-- START OF SUPPLIED DATA --
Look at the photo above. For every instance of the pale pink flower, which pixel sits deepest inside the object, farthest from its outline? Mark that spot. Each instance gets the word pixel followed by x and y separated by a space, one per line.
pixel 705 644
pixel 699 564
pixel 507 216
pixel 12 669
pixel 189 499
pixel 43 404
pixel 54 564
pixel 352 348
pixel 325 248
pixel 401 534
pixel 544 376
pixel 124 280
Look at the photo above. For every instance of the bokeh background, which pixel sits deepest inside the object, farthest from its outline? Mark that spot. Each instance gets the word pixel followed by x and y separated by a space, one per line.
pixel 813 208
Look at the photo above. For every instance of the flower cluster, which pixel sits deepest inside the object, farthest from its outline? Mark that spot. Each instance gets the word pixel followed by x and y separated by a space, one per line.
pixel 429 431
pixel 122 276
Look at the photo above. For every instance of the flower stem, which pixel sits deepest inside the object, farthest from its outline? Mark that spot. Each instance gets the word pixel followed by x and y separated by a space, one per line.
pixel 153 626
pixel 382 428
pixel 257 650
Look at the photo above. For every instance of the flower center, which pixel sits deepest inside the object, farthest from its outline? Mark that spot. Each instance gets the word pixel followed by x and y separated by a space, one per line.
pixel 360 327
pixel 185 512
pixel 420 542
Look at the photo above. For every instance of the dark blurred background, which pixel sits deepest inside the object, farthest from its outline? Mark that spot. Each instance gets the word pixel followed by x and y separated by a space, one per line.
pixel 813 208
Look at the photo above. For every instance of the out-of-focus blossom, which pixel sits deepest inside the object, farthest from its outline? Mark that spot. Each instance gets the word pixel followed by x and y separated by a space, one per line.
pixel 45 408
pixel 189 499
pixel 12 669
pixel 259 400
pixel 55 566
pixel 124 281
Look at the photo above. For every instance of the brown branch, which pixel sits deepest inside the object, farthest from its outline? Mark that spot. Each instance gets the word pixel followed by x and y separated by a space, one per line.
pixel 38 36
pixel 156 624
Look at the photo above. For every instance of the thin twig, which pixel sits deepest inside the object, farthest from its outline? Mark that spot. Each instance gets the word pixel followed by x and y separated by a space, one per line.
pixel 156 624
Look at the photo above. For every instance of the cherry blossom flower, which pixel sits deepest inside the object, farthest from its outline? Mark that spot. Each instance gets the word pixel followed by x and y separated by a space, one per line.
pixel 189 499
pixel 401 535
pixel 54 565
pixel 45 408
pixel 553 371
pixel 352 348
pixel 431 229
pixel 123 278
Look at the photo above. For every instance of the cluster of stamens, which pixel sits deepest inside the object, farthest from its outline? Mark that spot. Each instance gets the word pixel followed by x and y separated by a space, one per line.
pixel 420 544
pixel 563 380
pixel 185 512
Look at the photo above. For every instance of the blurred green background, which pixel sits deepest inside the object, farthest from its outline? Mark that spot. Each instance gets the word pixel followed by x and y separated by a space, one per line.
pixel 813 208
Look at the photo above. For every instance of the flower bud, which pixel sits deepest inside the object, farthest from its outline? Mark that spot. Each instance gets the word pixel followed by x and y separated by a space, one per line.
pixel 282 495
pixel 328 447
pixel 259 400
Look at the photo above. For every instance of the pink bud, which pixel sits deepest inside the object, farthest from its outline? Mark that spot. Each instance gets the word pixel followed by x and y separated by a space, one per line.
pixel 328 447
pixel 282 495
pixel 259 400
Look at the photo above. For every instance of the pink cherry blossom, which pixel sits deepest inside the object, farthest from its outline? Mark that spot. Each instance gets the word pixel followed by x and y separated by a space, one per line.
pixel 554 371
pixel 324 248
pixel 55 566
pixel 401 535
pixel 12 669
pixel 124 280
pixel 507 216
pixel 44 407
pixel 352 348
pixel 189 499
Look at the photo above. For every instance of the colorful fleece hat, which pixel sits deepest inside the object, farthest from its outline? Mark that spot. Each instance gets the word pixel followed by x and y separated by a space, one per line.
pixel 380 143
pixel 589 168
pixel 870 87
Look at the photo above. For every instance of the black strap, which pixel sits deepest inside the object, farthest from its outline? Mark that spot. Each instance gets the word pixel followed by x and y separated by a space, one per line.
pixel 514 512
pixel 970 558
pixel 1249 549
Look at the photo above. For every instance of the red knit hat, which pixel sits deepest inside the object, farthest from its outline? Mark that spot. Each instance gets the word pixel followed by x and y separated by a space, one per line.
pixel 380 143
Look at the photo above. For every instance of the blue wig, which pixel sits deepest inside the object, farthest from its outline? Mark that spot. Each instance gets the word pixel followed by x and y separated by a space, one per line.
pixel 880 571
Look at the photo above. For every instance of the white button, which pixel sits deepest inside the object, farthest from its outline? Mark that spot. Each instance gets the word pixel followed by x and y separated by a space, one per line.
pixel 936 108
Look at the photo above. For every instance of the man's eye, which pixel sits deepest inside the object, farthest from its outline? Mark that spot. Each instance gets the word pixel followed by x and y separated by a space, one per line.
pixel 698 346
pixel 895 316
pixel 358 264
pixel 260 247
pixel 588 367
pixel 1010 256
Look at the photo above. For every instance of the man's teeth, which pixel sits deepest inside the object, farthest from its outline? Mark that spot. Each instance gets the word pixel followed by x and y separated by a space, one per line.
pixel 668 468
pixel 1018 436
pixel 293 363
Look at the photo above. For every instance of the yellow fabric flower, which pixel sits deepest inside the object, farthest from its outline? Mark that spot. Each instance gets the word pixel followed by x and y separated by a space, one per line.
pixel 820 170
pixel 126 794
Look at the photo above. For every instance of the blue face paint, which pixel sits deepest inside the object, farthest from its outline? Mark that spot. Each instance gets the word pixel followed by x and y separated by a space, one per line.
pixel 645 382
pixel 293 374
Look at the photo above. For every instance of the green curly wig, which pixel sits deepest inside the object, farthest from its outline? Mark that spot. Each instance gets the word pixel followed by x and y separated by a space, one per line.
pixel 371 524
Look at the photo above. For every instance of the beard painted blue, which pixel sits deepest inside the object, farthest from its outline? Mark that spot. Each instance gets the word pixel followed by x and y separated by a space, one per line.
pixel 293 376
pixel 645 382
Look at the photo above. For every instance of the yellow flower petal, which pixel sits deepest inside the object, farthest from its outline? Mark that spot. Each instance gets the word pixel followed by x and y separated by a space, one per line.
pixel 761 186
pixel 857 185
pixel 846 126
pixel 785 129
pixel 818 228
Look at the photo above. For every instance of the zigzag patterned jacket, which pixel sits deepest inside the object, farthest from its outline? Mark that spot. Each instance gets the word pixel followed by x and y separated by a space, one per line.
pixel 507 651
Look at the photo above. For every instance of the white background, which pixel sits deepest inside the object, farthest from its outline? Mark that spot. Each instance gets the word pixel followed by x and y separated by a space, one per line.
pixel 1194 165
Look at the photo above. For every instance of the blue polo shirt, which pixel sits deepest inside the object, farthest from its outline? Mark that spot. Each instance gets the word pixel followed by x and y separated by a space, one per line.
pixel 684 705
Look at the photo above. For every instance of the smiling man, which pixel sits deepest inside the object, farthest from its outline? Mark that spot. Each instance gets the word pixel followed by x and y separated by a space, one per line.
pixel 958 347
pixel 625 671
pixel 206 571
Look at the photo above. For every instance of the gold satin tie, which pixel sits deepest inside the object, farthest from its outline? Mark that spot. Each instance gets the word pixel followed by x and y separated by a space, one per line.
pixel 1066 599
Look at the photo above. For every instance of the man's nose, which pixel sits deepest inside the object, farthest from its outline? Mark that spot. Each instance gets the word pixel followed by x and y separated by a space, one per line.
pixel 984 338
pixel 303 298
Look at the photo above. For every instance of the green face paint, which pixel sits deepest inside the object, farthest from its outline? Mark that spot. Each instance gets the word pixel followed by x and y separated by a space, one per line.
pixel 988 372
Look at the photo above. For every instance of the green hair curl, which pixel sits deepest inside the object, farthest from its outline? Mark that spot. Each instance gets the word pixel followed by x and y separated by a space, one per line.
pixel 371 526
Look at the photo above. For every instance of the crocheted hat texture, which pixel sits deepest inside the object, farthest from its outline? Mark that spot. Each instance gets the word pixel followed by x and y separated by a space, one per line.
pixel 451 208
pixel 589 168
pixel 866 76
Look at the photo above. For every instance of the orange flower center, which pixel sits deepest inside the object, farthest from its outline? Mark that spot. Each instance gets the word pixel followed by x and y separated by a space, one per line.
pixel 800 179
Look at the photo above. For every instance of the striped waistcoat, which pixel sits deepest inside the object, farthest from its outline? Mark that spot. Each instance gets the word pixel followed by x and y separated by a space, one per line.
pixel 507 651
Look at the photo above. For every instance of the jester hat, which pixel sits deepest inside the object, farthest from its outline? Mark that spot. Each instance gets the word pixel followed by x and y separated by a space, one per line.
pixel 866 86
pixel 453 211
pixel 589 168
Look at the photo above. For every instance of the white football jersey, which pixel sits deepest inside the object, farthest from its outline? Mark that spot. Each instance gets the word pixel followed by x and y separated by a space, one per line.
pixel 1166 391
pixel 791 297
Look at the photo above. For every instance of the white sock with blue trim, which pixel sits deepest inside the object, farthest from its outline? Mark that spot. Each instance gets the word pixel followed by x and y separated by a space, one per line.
-- END OF SUPPLIED DATA --
EXERCISE DIRECTIONS:
Copy out the lines from the one containing "the blue face" to the one containing "pixel 293 374", changing "face paint" to "body paint" and leaving everything else as it is. Give only those lines.

RESPONSE TO THIS TASK:
Look at the photo above. For every instance of the blue body paint, which pixel sits deepest inside the object, farthest from its outline? Mark that spot. Each instance gets the word pixel followed by x and y separated by a space, one per line.
pixel 645 382
pixel 293 374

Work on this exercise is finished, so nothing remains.